Texto extraído >>

¹   Quem foi Carlos Magalhães de Azeredo? Foi um dos fundadores da Academia Brasileira de Letras por suas qualidades de escritor. Pertencia também ao Instituto Histórico e Geográfico Brasileiro, à Academia Internacional de Diplomacia e ao Instituto de Coimbra. Apesar de relativamente profícuo, sua obra literária é praticamente desconhecida no Brasil, com pouca influência no meio literário brasileiro, cabendo lembrar aqui sua obra Homens e Livros, publicada entre nós pela Garnier em 1902. Por ter residido no exterior a maior parte de sua vida em sua missão de diplomata, a sua correspondência constitui precioso registro histórico de nossa literatura, como cartas dirigidas a Machado de Assis e Mário de Alencar, integrantes do Arquivo da Academia. A troca de cartas entre Machado e Carlos Magalhães de Azeredo (Rio de Janeiro, 1872-Roma, 1963) foi reunida pelo pesquisador norte-americano Carmelo Virgílio (org.), publicada em 1969 pelo Instituto Nacional do Livro, em obra intitulada Correspondência de Machado de Assis com Magalhães de Azeredo. A ABL editou suas Memórias e Memórias de Guerra, com introdução do Acadêmico Afonso Arinos de Melo Franco. Em dezembro de 2003 o embaixador em Roma, Itamar Franco, entregou à ABL originais inéditos do autor, por ele encontrados.

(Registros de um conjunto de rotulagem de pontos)
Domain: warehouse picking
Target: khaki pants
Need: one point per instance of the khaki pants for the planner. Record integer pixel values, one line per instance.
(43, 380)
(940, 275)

Problema proposto >>
Com base no texto sobre Carlos Magalhães de Azeredo, responda:
(a) Por qual editora e em que ano foi publicada a obra Homens e Livros?
(b) Quem organizou a correspondência entre Machado de Assis e Magalhães de Azeredo, e que instituição a publicou?
(c) Quem entregou à ABL originais inéditos do autor em dezembro de 2003?
Os dados não são necessários para esta atividade.

Resultado da tarefa >>
(a) Pela Garnier, em 1902.
(b) O pesquisador norte-americano Carmelo Virgílio; a publicação foi do Instituto Nacional do Livro.
(c) O embaixador em Roma, Itamar Franco.